Work to be completed =>
In the entries below, find the line with "x=91, y=129" and the line with "Target: mountain peak". Repeat exactly everything between them, those two lines included, but not the pictures.

Exercise input =>
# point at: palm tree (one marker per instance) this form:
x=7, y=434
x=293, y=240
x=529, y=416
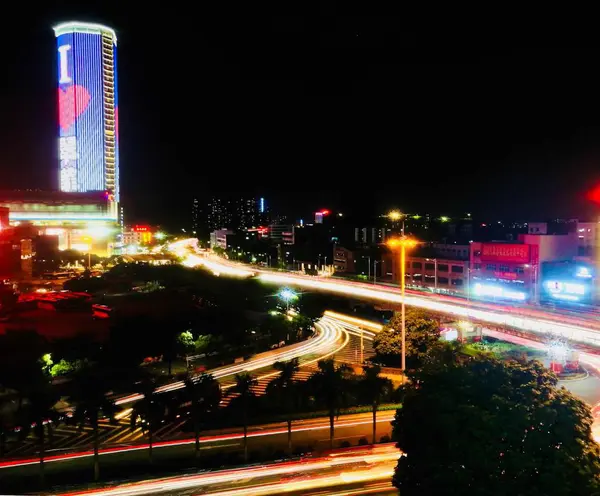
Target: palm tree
x=4, y=429
x=375, y=388
x=244, y=387
x=330, y=384
x=204, y=393
x=283, y=388
x=42, y=415
x=150, y=410
x=91, y=404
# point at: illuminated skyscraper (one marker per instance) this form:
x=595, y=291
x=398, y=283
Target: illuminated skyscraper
x=88, y=108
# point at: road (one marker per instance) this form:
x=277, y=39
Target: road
x=122, y=462
x=334, y=338
x=349, y=471
x=584, y=328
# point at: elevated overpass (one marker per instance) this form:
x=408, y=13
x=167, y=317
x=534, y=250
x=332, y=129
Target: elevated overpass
x=582, y=331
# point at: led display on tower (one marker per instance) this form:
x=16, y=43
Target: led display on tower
x=88, y=108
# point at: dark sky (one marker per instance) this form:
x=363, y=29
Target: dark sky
x=436, y=115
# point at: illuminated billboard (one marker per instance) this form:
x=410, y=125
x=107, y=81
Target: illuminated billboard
x=87, y=108
x=505, y=252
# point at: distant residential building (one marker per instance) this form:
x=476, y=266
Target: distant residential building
x=282, y=234
x=451, y=251
x=437, y=274
x=228, y=212
x=219, y=238
x=370, y=235
x=588, y=238
x=343, y=260
x=511, y=271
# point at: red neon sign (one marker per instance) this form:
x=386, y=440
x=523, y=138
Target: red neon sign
x=505, y=252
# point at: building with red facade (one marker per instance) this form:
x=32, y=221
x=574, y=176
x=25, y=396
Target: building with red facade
x=512, y=271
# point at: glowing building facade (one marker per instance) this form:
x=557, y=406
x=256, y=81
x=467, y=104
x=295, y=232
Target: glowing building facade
x=88, y=109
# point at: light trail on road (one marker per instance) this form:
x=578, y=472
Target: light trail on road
x=328, y=334
x=502, y=316
x=339, y=468
x=319, y=424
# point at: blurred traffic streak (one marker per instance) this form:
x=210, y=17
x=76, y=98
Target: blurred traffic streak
x=313, y=425
x=329, y=337
x=530, y=320
x=345, y=467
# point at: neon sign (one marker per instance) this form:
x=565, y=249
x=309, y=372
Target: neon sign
x=67, y=147
x=565, y=290
x=498, y=292
x=87, y=105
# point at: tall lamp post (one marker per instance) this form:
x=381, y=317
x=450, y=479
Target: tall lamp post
x=401, y=244
x=88, y=239
x=395, y=216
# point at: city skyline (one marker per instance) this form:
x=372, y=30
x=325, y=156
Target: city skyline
x=459, y=161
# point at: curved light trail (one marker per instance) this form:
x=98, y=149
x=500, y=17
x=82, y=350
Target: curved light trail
x=502, y=316
x=328, y=334
x=347, y=467
x=366, y=419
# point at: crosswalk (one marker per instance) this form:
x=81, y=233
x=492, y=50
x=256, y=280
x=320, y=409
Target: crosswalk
x=69, y=437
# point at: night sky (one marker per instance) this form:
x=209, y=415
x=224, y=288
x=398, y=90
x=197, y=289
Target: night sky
x=441, y=116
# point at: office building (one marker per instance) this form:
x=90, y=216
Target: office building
x=81, y=221
x=227, y=212
x=88, y=108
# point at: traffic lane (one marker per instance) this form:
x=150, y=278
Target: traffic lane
x=552, y=314
x=360, y=465
x=311, y=435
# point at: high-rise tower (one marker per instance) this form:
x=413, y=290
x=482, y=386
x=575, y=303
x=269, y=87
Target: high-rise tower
x=88, y=108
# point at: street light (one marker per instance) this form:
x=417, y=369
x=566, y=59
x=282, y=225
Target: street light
x=395, y=216
x=287, y=295
x=402, y=244
x=88, y=239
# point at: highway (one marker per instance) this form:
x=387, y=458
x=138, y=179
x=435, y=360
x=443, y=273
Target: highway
x=333, y=338
x=330, y=337
x=579, y=329
x=122, y=462
x=365, y=470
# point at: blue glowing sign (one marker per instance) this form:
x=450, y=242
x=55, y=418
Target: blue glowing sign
x=565, y=290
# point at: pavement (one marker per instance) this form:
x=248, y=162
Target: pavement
x=126, y=461
x=365, y=470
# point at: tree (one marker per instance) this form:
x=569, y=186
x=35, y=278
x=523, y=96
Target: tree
x=204, y=393
x=481, y=426
x=283, y=388
x=185, y=344
x=91, y=403
x=150, y=411
x=375, y=388
x=422, y=336
x=331, y=384
x=244, y=387
x=41, y=413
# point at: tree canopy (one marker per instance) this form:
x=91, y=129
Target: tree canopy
x=484, y=426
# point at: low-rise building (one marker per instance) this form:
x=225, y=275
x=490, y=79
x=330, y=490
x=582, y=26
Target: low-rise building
x=343, y=260
x=218, y=238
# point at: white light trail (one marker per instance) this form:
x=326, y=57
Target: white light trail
x=328, y=333
x=376, y=458
x=505, y=319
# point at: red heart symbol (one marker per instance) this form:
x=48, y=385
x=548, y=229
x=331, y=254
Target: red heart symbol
x=71, y=104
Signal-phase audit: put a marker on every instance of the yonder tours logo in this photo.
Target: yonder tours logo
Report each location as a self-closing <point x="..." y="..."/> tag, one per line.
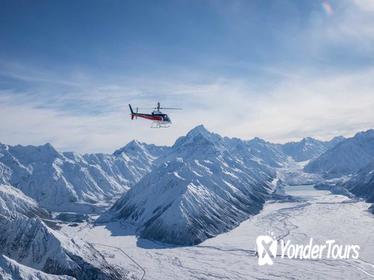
<point x="268" y="245"/>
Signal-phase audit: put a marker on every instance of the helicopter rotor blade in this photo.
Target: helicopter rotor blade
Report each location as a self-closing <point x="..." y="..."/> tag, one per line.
<point x="170" y="108"/>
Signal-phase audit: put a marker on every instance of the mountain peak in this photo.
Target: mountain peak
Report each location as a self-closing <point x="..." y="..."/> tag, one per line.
<point x="368" y="133"/>
<point x="200" y="129"/>
<point x="131" y="146"/>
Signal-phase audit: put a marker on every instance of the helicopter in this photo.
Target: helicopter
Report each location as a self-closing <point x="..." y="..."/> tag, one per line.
<point x="159" y="119"/>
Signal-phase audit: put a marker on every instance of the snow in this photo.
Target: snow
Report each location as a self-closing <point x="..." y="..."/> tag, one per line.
<point x="11" y="270"/>
<point x="345" y="158"/>
<point x="74" y="182"/>
<point x="213" y="192"/>
<point x="231" y="255"/>
<point x="187" y="201"/>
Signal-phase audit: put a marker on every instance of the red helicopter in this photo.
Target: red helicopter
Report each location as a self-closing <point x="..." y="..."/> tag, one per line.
<point x="159" y="119"/>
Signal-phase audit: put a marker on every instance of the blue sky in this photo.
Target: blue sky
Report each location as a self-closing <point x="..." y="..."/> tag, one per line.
<point x="277" y="69"/>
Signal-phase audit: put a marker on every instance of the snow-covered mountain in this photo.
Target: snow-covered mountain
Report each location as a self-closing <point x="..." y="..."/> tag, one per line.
<point x="25" y="238"/>
<point x="204" y="186"/>
<point x="309" y="148"/>
<point x="267" y="153"/>
<point x="11" y="270"/>
<point x="362" y="183"/>
<point x="74" y="182"/>
<point x="346" y="158"/>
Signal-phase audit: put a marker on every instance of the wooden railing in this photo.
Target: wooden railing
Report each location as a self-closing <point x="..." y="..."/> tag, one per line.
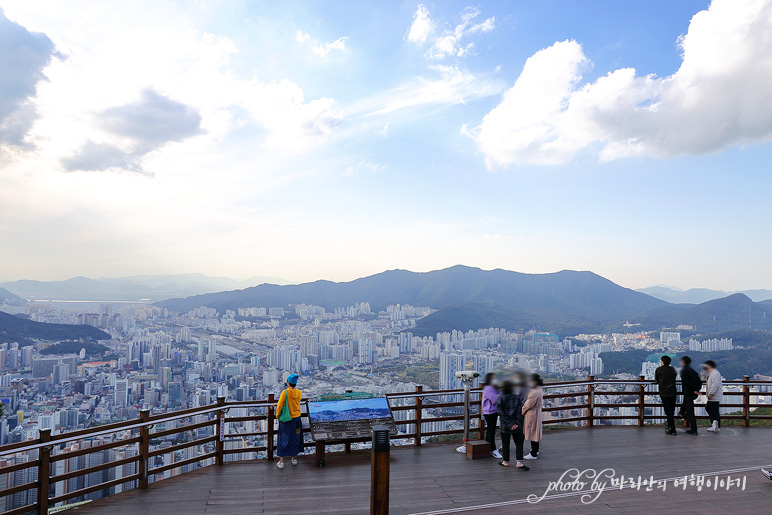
<point x="576" y="404"/>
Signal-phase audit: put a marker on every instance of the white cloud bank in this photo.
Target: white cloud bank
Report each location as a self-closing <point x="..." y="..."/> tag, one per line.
<point x="421" y="27"/>
<point x="321" y="49"/>
<point x="719" y="97"/>
<point x="448" y="42"/>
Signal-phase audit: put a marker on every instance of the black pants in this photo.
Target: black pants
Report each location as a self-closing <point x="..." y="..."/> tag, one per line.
<point x="688" y="409"/>
<point x="490" y="429"/>
<point x="519" y="438"/>
<point x="713" y="412"/>
<point x="668" y="403"/>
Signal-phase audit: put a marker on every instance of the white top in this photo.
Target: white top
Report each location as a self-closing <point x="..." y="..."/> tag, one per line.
<point x="715" y="386"/>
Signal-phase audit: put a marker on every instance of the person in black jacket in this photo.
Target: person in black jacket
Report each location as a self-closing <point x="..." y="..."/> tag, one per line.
<point x="690" y="388"/>
<point x="665" y="377"/>
<point x="510" y="409"/>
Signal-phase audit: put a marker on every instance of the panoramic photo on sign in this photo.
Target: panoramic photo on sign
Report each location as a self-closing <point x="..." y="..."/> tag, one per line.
<point x="433" y="257"/>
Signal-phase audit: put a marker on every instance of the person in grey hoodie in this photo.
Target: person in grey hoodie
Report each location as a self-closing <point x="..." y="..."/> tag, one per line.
<point x="715" y="391"/>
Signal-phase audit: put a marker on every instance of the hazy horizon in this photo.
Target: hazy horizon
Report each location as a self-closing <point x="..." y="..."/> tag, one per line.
<point x="317" y="140"/>
<point x="293" y="281"/>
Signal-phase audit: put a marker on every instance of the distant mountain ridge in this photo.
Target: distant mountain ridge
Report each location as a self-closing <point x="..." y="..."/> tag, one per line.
<point x="699" y="295"/>
<point x="566" y="302"/>
<point x="5" y="295"/>
<point x="132" y="288"/>
<point x="585" y="297"/>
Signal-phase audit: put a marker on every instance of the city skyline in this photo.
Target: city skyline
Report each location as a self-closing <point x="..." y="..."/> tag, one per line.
<point x="337" y="140"/>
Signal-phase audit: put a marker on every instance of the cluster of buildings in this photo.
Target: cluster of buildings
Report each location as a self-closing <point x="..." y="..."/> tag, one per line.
<point x="165" y="361"/>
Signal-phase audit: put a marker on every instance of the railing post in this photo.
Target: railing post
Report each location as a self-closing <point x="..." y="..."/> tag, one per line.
<point x="746" y="402"/>
<point x="44" y="472"/>
<point x="144" y="449"/>
<point x="641" y="401"/>
<point x="269" y="429"/>
<point x="590" y="401"/>
<point x="220" y="433"/>
<point x="379" y="472"/>
<point x="419" y="411"/>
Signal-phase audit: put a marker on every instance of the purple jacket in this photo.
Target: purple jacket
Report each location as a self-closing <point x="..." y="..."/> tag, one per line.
<point x="490" y="398"/>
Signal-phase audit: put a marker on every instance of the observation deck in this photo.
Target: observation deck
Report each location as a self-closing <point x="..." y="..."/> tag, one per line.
<point x="146" y="467"/>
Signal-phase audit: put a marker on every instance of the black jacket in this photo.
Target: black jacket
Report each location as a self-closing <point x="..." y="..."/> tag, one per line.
<point x="665" y="377"/>
<point x="690" y="382"/>
<point x="510" y="408"/>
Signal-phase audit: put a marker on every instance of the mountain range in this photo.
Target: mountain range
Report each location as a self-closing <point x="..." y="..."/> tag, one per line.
<point x="699" y="295"/>
<point x="6" y="296"/>
<point x="132" y="288"/>
<point x="566" y="302"/>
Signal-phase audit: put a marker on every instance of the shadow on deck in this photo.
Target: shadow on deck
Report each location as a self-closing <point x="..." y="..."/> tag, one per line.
<point x="435" y="479"/>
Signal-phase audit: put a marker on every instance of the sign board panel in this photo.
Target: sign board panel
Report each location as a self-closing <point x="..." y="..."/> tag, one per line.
<point x="346" y="419"/>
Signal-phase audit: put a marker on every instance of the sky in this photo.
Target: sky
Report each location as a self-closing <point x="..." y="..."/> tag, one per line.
<point x="333" y="140"/>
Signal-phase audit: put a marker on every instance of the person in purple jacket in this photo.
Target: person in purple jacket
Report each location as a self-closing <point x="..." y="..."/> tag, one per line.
<point x="489" y="400"/>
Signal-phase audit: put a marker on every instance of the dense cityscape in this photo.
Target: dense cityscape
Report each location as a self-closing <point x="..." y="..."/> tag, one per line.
<point x="165" y="361"/>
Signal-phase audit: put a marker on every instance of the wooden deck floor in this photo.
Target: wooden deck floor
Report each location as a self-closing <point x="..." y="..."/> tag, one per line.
<point x="434" y="478"/>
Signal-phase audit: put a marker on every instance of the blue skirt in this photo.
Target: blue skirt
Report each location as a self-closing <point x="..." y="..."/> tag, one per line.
<point x="289" y="440"/>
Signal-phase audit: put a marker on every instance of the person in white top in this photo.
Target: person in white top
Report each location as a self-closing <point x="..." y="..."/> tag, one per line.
<point x="715" y="392"/>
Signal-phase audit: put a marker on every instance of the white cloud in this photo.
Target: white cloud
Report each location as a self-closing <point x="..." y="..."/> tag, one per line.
<point x="421" y="27"/>
<point x="448" y="43"/>
<point x="143" y="126"/>
<point x="719" y="97"/>
<point x="363" y="167"/>
<point x="302" y="37"/>
<point x="451" y="86"/>
<point x="23" y="56"/>
<point x="321" y="49"/>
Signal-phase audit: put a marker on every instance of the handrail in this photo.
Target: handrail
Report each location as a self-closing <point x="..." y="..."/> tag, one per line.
<point x="578" y="407"/>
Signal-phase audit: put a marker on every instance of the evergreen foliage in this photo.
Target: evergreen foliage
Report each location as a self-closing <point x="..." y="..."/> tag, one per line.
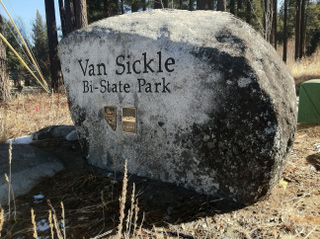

Answer space =>
x=91, y=129
Target: tree canopy
x=484, y=426
# point at: low-rise building (one marker per instance) this form:
x=225, y=275
x=490, y=79
x=330, y=490
x=582, y=26
Target: low-rise building
x=343, y=260
x=218, y=238
# point at: white light trail (one marker per instance) this form:
x=326, y=57
Target: white light trail
x=328, y=333
x=376, y=458
x=505, y=319
# point at: red heart symbol (one marker per instance) this form:
x=48, y=385
x=548, y=229
x=331, y=254
Target: red heart symbol
x=71, y=104
Signal-phase audit: put a marker on every instance of the yonder tours logo in this photo.
Target: yonder tours logo
Report each location as a self-closing <point x="..." y="..."/> tag, one per line.
<point x="268" y="245"/>
Signal-phase audit: put a marker on every instance of the helicopter rotor blade in this photo.
Target: helicopter rotor blade
Report each location as a self-closing <point x="..." y="..."/> tag, one per line.
<point x="170" y="108"/>
Signal-phase audit: put a marker on every instance of the mountain peak in this photo.
Target: mountain peak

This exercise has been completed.